Passage given
## Begin
- September 18, 2015
- Posted by: CoachShane
- Categories: Trading Article, Trading Tutorials
If we agree that traders use different but often common methods of looking at a chart, then is it possible to use that information for a higher probability trade?
The answer is a resounding YES!
Think of this….if many people are looking at “X” and then something happens at “X”, expect a reaction.
If many people are looking at “Y”, expect a reaction.
What if “X” and “Y” meet and you get twice as many people looking at the same thing
In trading, we call it a confluence.
When two or more variables are present, a confluence exists and these areas are ripe for the picking.
Confluence: A gathering, flowing, or meeting together at one juncture or point
Think of traders who trade moving averages such as the 20 SMA. The general trade plan is to look for pullbacks or rally to the moving average and then take a trade in the direction of the trend.
Support and resistance traders look for price to move to their zone, hold, and then trigger them into a trade.
## End
Request A
How many lines in the entries contain the string "hand"? Case counts. Give only the number.

Material
## Begin
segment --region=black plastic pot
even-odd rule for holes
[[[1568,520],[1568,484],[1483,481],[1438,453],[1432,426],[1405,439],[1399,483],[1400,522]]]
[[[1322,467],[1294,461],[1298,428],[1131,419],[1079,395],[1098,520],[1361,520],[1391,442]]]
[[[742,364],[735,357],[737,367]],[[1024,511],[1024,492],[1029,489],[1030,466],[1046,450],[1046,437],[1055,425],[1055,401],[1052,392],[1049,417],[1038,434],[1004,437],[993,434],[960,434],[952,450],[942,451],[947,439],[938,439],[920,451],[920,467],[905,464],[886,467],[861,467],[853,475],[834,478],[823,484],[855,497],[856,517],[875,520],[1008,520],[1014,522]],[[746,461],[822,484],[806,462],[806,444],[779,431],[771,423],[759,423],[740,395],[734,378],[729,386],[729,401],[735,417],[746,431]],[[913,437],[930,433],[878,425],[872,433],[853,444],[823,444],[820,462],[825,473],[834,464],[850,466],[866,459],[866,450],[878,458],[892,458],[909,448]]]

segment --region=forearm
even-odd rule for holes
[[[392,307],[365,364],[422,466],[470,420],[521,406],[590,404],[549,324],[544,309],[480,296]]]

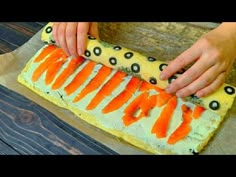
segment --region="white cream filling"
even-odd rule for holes
[[[40,51],[37,53],[39,54]],[[101,68],[101,64],[97,64],[95,66],[95,69],[93,70],[92,74],[90,74],[89,78],[82,84],[81,87],[79,87],[73,94],[70,96],[66,96],[66,93],[64,92],[64,87],[68,85],[72,79],[76,76],[76,74],[87,64],[88,61],[85,61],[81,66],[77,68],[77,70],[74,72],[73,75],[71,75],[66,82],[63,84],[61,88],[59,88],[56,91],[53,91],[50,86],[46,86],[44,79],[45,79],[45,73],[39,78],[38,81],[33,83],[31,81],[31,76],[33,72],[35,71],[36,67],[41,63],[33,63],[34,58],[37,56],[37,54],[31,59],[31,66],[29,67],[27,72],[23,72],[22,78],[26,80],[29,84],[33,84],[34,87],[38,88],[39,90],[42,90],[43,92],[50,92],[50,95],[53,97],[57,97],[60,100],[60,95],[63,95],[63,104],[70,104],[73,107],[76,107],[77,109],[80,109],[82,111],[89,112],[91,115],[94,116],[97,122],[99,122],[102,126],[108,128],[108,129],[114,129],[124,132],[125,134],[134,136],[137,140],[140,140],[141,142],[144,142],[145,144],[150,145],[154,149],[166,149],[170,150],[173,153],[177,154],[191,154],[190,149],[197,149],[198,146],[201,144],[202,141],[204,141],[209,134],[212,134],[217,127],[219,126],[222,117],[219,115],[205,110],[202,116],[199,119],[193,119],[191,122],[191,132],[188,134],[188,136],[178,141],[174,145],[167,144],[168,137],[171,135],[172,132],[181,124],[182,122],[182,111],[181,111],[181,105],[186,104],[187,106],[190,106],[193,110],[194,104],[189,102],[183,102],[181,99],[178,99],[178,105],[176,110],[174,111],[174,115],[172,116],[171,122],[169,124],[169,129],[167,132],[166,138],[157,138],[155,134],[151,133],[152,126],[154,125],[155,121],[157,120],[158,116],[160,115],[161,111],[165,107],[165,105],[161,108],[155,107],[150,112],[150,116],[148,118],[142,118],[141,120],[131,124],[130,126],[124,126],[122,122],[122,116],[123,116],[123,110],[126,108],[126,106],[135,98],[137,97],[140,92],[136,91],[132,98],[129,99],[127,103],[125,103],[119,110],[103,114],[101,110],[109,103],[110,100],[112,100],[116,95],[118,95],[120,92],[122,92],[125,89],[125,85],[129,82],[131,79],[131,76],[125,77],[122,84],[120,84],[113,92],[112,95],[105,97],[102,102],[91,111],[86,110],[86,106],[89,104],[89,102],[92,100],[92,98],[96,95],[96,93],[99,91],[99,89],[102,87],[102,85],[96,89],[94,92],[88,94],[86,97],[84,97],[82,100],[80,100],[77,103],[73,103],[73,99],[76,97],[76,95],[90,82],[90,80],[95,76],[97,71]],[[60,69],[60,71],[57,73],[57,76],[68,66],[68,63],[71,58],[68,59],[68,61],[63,65],[63,67]],[[112,71],[112,74],[110,74],[106,82],[114,75],[116,70]],[[55,78],[56,78],[55,77]],[[55,79],[54,79],[55,81]],[[104,83],[106,83],[104,82]],[[53,83],[53,82],[52,82]],[[157,93],[155,91],[150,91],[150,94]]]

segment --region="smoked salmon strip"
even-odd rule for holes
[[[193,110],[193,118],[199,119],[204,111],[205,111],[204,107],[196,105]]]
[[[137,90],[140,84],[140,79],[132,77],[128,84],[126,85],[125,90],[123,90],[119,95],[112,99],[103,109],[102,113],[107,114],[109,112],[119,109],[124,105],[131,97],[132,94]]]
[[[87,94],[96,90],[106,80],[112,69],[106,66],[102,66],[97,72],[96,76],[85,86],[85,88],[74,98],[73,102],[78,102],[84,98]]]
[[[87,110],[92,110],[106,97],[109,96],[123,81],[126,76],[124,72],[117,71],[112,78],[98,91],[95,97],[90,101]]]
[[[147,81],[143,81],[141,84],[140,84],[140,87],[139,87],[139,91],[143,92],[143,91],[149,91],[149,90],[156,90],[157,92],[162,92],[164,91],[164,89],[161,89],[157,86],[154,86],[150,83],[148,83]]]
[[[77,69],[77,67],[84,62],[84,58],[83,57],[78,57],[78,58],[74,58],[71,59],[70,63],[68,64],[67,68],[64,69],[64,71],[57,77],[56,81],[53,83],[52,85],[52,89],[56,90],[58,88],[60,88],[64,82],[66,81],[66,79],[68,79],[68,77],[73,74],[73,72]]]
[[[80,70],[74,79],[64,88],[66,95],[72,94],[76,89],[78,89],[92,73],[96,63],[89,61],[82,70]]]
[[[54,45],[48,45],[45,47],[42,52],[34,59],[34,62],[40,62],[42,61],[47,55],[49,55],[52,51],[56,50],[56,46]]]
[[[157,118],[155,124],[152,127],[151,133],[156,134],[157,138],[166,137],[168,131],[168,126],[172,115],[177,106],[177,97],[173,96],[168,102],[167,105],[162,110],[160,116]]]
[[[65,63],[66,58],[63,58],[61,60],[56,61],[55,63],[52,63],[46,72],[46,77],[45,77],[45,84],[49,85],[53,79],[55,78],[57,72],[60,70],[61,66]]]
[[[43,61],[34,71],[33,75],[32,75],[32,81],[35,82],[37,81],[40,76],[48,69],[48,67],[56,62],[57,60],[59,60],[61,57],[65,57],[65,53],[61,48],[57,48],[55,49],[51,55],[49,55],[45,61]]]
[[[192,120],[192,110],[183,104],[181,106],[182,109],[182,117],[183,117],[183,122],[180,124],[180,126],[170,135],[167,143],[168,144],[175,144],[179,140],[185,138],[188,133],[191,131],[190,123]]]

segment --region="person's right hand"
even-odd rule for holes
[[[84,54],[87,34],[99,38],[96,22],[53,23],[53,38],[68,56],[77,57]]]

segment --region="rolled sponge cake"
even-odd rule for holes
[[[41,39],[45,43],[55,43],[52,36],[52,25],[53,23],[48,23],[42,32]],[[122,46],[97,40],[90,35],[88,35],[84,57],[97,63],[102,63],[105,66],[124,71],[129,75],[139,77],[163,89],[181,75],[181,73],[177,73],[167,81],[162,81],[159,79],[159,76],[163,68],[167,66],[166,62],[159,61],[154,57],[144,56]],[[235,89],[234,86],[224,83],[217,91],[207,97],[198,98],[192,95],[186,99],[220,116],[225,116],[234,102],[236,96]]]

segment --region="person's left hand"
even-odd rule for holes
[[[178,97],[195,94],[204,97],[214,92],[225,81],[236,58],[236,25],[223,23],[201,37],[192,47],[179,55],[162,71],[166,80],[177,71],[195,62],[167,88]]]

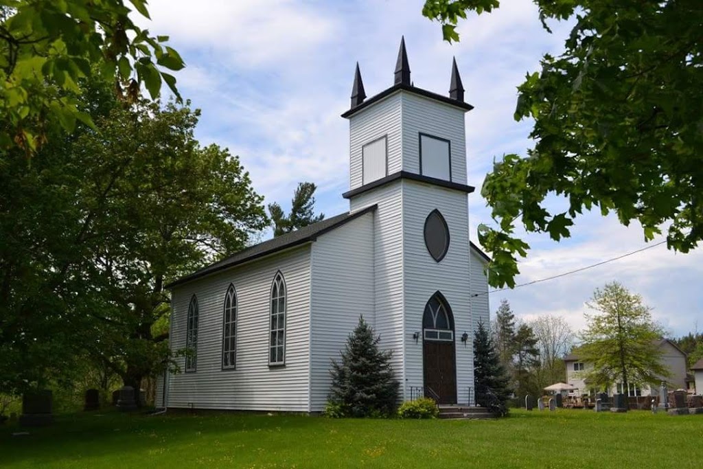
## End
Request B
Copy the part of the trading article starting at "- September 18, 2015" and ending at "for the picking.", word for word.

Written response A
2

Written response B
- September 18, 2015
- Posted by: CoachShane
- Categories: Trading Article, Trading Tutorials
If we agree that traders use different but often common methods of looking at a chart, then is it possible to use that information for a higher probability trade?
The answer is a resounding YES!
Think of this….if many people are looking at “X” and then something happens at “X”, expect a reaction.
If many people are looking at “Y”, expect a reaction.
What if “X” and “Y” meet and you get twice as many people looking at the same thing
In trading, we call it a confluence.
When two or more variables are present, a confluence exists and these areas are ripe for the picking.